**TASKS AND EXERCISES**:
[a] Answer these from the Bonhoeffer blog post:
(i) In which church was the memorial service for Bonhoeffer held?
(ii) What city in Germany did the writer's grandfather Leck come from?
(iii) How many questions did Robert ask the writer to answer?
[b] Carry on the Bonhoeffer blog post from its final sentence.

Tuesday, February 21, 2012

BONHOEFFER by Eric Metaxas

I read through this biography by Eric Metaxas very slowly, trying to study it as much as read it.
by Charlie Leck

Eric Metaxas is a good writer – as least of the biography. His earlier book, Amazing Grace, about William Wilberforce (and, in many ways, about John Newton also) was a tremendous commercial success and led to the extraordinary cinema by the same name. Last year another biography by Metaxas hit the best-seller list – Bonhoeffer: Pastor, Martyr, Prophet and Spy.

I finished the book up early last week and closed it with tears in my eyes and a lump in my throat. The book closes with the account of his execution in April, 1945, and then recounts the memorial service for him at Holy Trinity Brompton Church in London. Bonhoeffer’s parents listened to the service on the radio from their home in England. The gospel lesson was from the Sermon on the Mount in Matthew.

“Beware of men: for they will deliver you up to the councils, and they will scourge you in their synagogues; and ye shall be brought before governors and kings for my sake, for a testimony against them and the Gentiles.” [from the Sermon on the Mount]

I set the book aside for a few days, clearing away some strong emotions and then I went back and reread sections of it that I had marked for rereading.

Over the years, I’ve read an awful lot about Bonhoeffer and an awful lot of Bonhoeffer’s writings. Nevertheless, the book by Metaxas seemed fresh and new. It moved me and pleased me and I recommend it fully to any of you who would like a full, rich and inspirational account of Bonhoeffer’s life.

Essentially, that is the conclusion of this particular blog. However, I am appending a letter to it that I wrote in answer to an email I received from a young man in Germany (Wiemar, Thuringia) who wondered if I could answer some questions for him in his effort to complete a paper that was a requirement for his graduation from high school. Robert had read some of my Mississippi Blogs about my experiences in that state in 1964. He is writing a paper about the Civil Rights movement in America and wanted to know if I would take the time to answer seven (7) questions for him. If you’d like to eavesdrop or peek over my shoulder, the following is my answer to the young man.

Answers to Questions from Robert Hertrich

Hello, Robert, it is good to make contact with you. Yes, I’d be happy to answer your questions and they will follow these few comments that I’ll make.

First, good luck (viel glück mit ihrem project).

So, you are from Weimar, Thuringia. It is an interesting part of Germany. My background is German on my father’s side. My grandfather Leck came from Germany (Bremerhaven) where he worked in the ship building trades. My grandmother (Emma Vey) came with her parents from Bavaria.

I have been to Germany a number of times and I have enjoyed traveling there. I am 71 years old now and I want to make one more trip to Germany so I can visit the small village of Leck that is up near the border of Denmark.

I have recently finished reading a biography on the life of Dietrich Bonhoeffer (1906-1945), a German theologian. It was written by an American, Eric Metaxas. It is an extremely good book and only one of many I have read about Bonhoeffer. I consider myself something of a Bonhoeffer expert and have always admired the man’s courage and consistency of faith. I hope you know of him. He was one of the church’s great heroes during the period of the Third Reich in Germany.

**GIVEN RECORDS**:
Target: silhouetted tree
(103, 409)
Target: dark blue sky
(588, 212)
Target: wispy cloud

**ANSWERS IN ORDER**:
[a]
(i) Holy Trinity Brompton Church in London
(ii) Bremerhaven
(iii) Seven

[b]
Forgive me for rambling and now for answering your questions slightly out of order.

Your question two (2) is:
Who or what influenced you the most in fighting for the rights of Afroamerican people? [
Wer oder was hat sie am meisten im kampf für die rechte der Afroamerikanischen menschen?]

Bonhoeffer had a very strong influence on me. In 1963 and 1964, after finishing college, I was studying in a theological school and hoping to become a pastor. During that school term, I took a class in “Christian Ethics” and there was a great deal of conversation about the pitiable situation of the African-Americans in the southern states here in America. Our lecturer spoke a great deal about Dietrich Bonhoeffer and his incredible courage in Germany. Bonhoeffer had studied theology in Berlin and also under the famous theologian, Karl Barth, in Göttingen. As I remember it from so many years ago, we were assigned to read two of Bonhoeffer’s books, Ethics and another called The Cost of Discipleship. In the former, Bonhoeffer urges us to give up concentrating on the two usual ethical questions: (1) How can I be good? (2) How can I do something good? Instead he encourages us to look at an enormously different question: What is the will of God?

What is the will of God?
I was very taken by this idea and the possibility of applying it to all one’s acts and actions.

In that second book, Bonhoeffer concentrates on what it takes to be a disciple of Jesus Christ and on the entire concept of grace as it ought to be understood. I won’t go on with this, I promise you, but it is important for you to understand what gave me motivation (and it is also important for me to write it after all these years). Bonhoeffer affirmed that, indeed, God’s grace is freely given to us. He is afraid, however, that this idea of “free grace” will then be confused as “cheap grace.” NO! It is quite the opposite, he writes. To accept God’s grace and to choose to follow Jesus Christ is extremely costly. The cost of discipleship is frighteningly expensive; for it requires our lives.

To the fishermen, Jesus had said: “Put down you nets and come, follow me, and I will make you fishers of men.” As Bonhoeffer explains it, the call from our Lord asks us to give up our life as we know it and come take the difficult road and follow him.”

I wrote about Bonhoeffer in a 2007 blog: Dietrich Bonhoeffer (1906-1945).

Bonhoeffer was a complete pacifist but, as a Pastor during the rise of the Third Reich in Germany, he was forced to consider the question about whether he could kill Adolph Hitler if the occasion arose. You see? Now you can understand the question about the will of God. One doesn’t ask: How can I be good? Nor does one ask: How can I do something right? The only question is: What is the will of God?

As you know from your study of history, a number of assassination attempts on Adloph Hitler failed. Bonhoeffer and a military organization he belonged to (das Abwehr) were behind a number of those attempts. For that, Bonhoeffer was imprisoned in 1943 and he was executed in 1945, just a few days before the allies arrived at his prison to set free those who were held there.

Okay, Robert, here is what influenced me to go to Mississippi (in America’s Deep South) and fight “for the rights of Afro-American people.”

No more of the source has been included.